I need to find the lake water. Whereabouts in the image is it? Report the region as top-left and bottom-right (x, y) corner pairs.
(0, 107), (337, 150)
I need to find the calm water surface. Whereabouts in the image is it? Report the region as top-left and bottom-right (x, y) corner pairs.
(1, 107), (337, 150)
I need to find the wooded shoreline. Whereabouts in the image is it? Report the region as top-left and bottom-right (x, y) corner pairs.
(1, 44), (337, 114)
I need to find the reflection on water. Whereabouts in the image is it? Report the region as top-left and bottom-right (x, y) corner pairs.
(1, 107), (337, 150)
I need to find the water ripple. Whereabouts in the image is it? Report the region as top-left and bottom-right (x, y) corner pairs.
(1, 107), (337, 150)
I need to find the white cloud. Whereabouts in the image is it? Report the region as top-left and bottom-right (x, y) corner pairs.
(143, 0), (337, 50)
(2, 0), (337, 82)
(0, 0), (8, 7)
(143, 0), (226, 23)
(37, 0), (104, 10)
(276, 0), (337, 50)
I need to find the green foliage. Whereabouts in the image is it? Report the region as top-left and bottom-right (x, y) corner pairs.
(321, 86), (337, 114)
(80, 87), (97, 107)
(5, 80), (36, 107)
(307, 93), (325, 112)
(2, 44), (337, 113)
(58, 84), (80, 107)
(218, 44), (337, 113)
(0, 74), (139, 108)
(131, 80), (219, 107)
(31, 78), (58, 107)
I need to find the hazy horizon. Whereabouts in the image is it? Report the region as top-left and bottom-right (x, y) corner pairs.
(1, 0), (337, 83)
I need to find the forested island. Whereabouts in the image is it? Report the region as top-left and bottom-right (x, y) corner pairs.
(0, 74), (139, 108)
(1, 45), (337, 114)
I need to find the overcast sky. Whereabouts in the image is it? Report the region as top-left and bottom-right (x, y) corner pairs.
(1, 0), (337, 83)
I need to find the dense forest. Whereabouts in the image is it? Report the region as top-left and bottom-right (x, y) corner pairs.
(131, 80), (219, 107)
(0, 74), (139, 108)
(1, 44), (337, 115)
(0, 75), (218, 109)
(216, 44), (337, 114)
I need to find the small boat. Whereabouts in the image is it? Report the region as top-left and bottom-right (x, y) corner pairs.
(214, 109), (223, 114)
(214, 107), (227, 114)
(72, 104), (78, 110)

# WORK ITEM:
Using the data above, output each line exactly.

# ANSWER TO THE EXERCISE:
I need to find the lake water. Whereabouts in the image is it? Report the region as top-left and bottom-right (x, y) corner pairs.
(0, 107), (337, 150)
I need to find the calm water surface. Whereabouts in the image is it? Report the region as top-left and bottom-right (x, y) corner pairs.
(1, 107), (337, 150)
I need to find the wooded shoreline. Whereabouts in the image is it? Report the region as top-left and bottom-right (x, y) corner pairs.
(1, 44), (337, 114)
I need to find the reflection on water. Whereabouts in the image is it? Report the region as top-left and bottom-right (x, y) corner pairs.
(1, 107), (337, 150)
I need to find the water ripple. Whereabouts in the image is it? Report the region as top-left and bottom-right (x, y) corner pairs.
(1, 107), (337, 150)
I need to find the white cloud. Whereabouts in the image is it? Report the region as top-left and bottom-right (x, y) corner pairs.
(143, 0), (337, 50)
(2, 0), (337, 82)
(0, 0), (8, 7)
(143, 0), (226, 23)
(37, 0), (104, 10)
(276, 0), (337, 50)
I need to find the green foliage. Whereabouts in the image is it? Report the region as top-left and bottom-right (x, y) corner pairs.
(321, 86), (337, 114)
(80, 87), (97, 107)
(5, 80), (36, 107)
(307, 93), (325, 112)
(2, 44), (337, 113)
(58, 84), (80, 107)
(218, 44), (337, 113)
(0, 74), (139, 108)
(131, 80), (219, 107)
(31, 78), (58, 107)
I need to find the hazy horizon. Whereabouts in the image is it? Report the region as top-left and bottom-right (x, y) corner pairs.
(1, 0), (337, 83)
I need to find the forested island. Whereabouts in the image is it? Report the region as top-left and bottom-right (x, y) corner pairs.
(0, 74), (139, 108)
(1, 45), (337, 114)
I need to find the overcast sky. Whereabouts in the image is it? Report the region as top-left and bottom-right (x, y) corner pairs.
(1, 0), (337, 83)
I need to find the dense forest. Whereabouts in the image is it? Report the region as top-left and bottom-right (x, y) corner pairs.
(131, 80), (219, 107)
(0, 74), (139, 108)
(1, 44), (337, 115)
(0, 75), (218, 109)
(216, 44), (337, 114)
I need to find the small boat. Whereabouts in the image is it? Report the region as top-left and bottom-right (x, y) corner pairs.
(214, 109), (223, 114)
(214, 107), (227, 114)
(72, 104), (78, 110)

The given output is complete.